What you will do:
Once you have read the records below, report how many lines contain the word "shopping", and give nothing besides that number.

Materials provided:
━━━━━━━━━━━━━━━━━━━━

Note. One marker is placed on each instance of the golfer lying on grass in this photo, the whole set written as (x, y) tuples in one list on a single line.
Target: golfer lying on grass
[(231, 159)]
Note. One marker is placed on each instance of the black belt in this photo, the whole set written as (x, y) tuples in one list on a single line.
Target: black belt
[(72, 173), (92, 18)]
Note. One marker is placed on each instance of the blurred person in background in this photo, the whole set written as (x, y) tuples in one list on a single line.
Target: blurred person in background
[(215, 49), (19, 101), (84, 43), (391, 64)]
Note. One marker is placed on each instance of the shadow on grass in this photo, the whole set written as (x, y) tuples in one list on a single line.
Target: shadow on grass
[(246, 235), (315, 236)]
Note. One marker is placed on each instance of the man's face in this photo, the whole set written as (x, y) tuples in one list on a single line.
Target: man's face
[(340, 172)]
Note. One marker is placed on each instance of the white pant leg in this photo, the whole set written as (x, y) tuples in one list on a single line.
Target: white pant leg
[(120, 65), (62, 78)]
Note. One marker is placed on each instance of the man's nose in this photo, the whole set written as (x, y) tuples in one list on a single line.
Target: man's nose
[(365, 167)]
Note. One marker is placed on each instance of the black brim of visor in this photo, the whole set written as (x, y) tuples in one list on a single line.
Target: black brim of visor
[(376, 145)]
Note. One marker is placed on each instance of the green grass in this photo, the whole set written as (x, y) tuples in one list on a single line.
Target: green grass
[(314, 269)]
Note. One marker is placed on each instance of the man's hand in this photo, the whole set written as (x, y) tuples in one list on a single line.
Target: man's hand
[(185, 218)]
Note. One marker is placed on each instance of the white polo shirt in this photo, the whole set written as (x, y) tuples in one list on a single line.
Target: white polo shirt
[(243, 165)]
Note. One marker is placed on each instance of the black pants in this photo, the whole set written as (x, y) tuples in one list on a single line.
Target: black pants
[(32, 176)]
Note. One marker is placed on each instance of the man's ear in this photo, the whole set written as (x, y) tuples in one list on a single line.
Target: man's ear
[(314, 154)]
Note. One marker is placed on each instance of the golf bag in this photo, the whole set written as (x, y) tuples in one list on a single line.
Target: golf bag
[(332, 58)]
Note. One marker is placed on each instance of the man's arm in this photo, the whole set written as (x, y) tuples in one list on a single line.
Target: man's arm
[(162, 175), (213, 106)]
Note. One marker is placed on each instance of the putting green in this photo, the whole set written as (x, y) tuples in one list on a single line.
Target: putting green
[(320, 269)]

━━━━━━━━━━━━━━━━━━━━

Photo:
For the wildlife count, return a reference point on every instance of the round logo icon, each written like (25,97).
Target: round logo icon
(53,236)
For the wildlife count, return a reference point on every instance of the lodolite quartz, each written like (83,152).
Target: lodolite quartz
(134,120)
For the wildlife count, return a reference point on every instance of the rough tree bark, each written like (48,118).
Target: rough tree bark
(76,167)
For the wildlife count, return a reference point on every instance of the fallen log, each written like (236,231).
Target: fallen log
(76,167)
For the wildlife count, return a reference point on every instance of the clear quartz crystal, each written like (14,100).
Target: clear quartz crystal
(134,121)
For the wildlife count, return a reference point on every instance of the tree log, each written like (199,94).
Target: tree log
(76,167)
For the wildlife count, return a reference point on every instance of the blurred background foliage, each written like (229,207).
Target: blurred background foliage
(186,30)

━━━━━━━━━━━━━━━━━━━━

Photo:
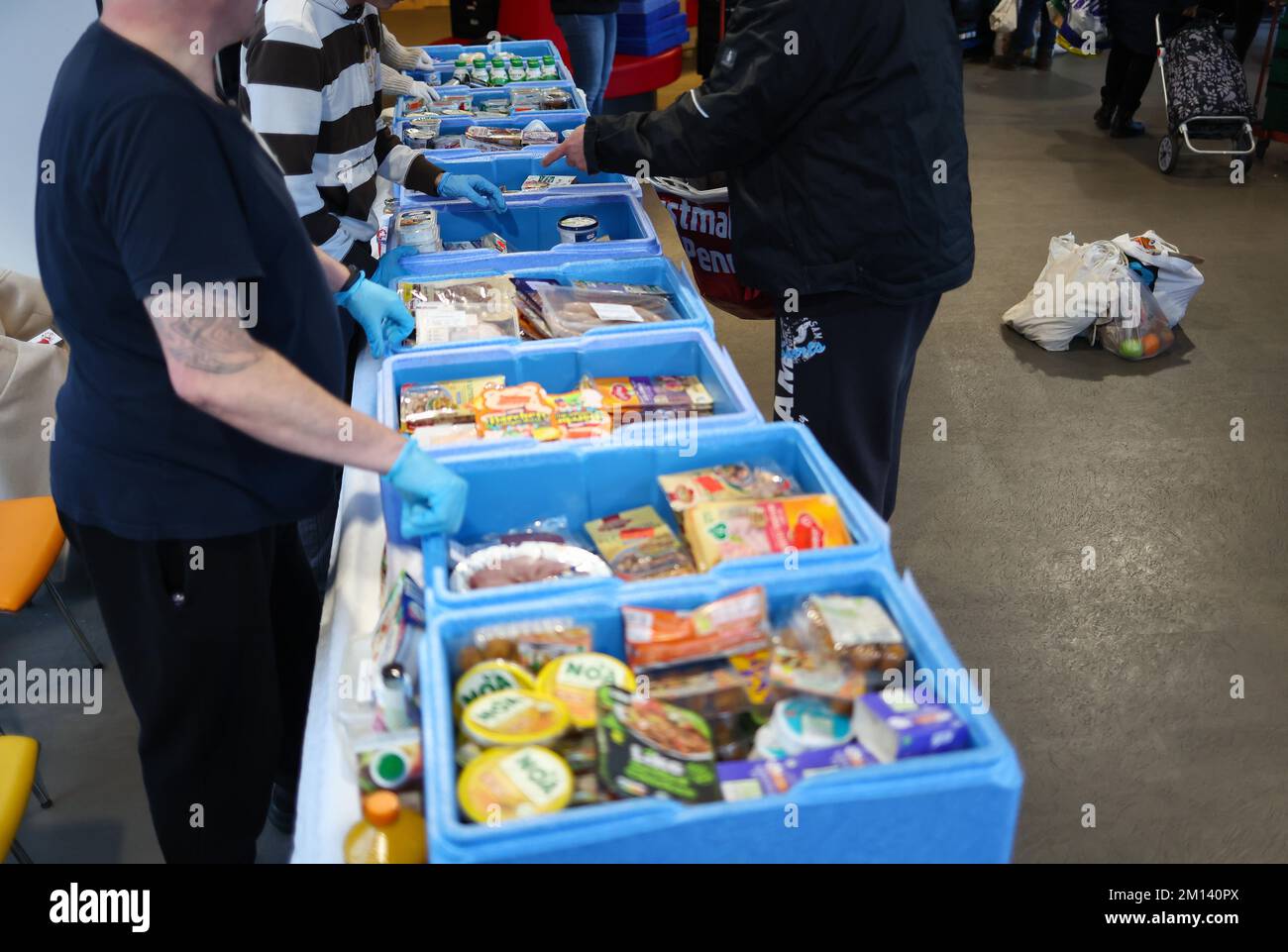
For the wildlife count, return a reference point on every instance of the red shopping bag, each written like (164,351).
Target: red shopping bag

━━━━━━━━━━━━━━━━━━━━

Exercise response:
2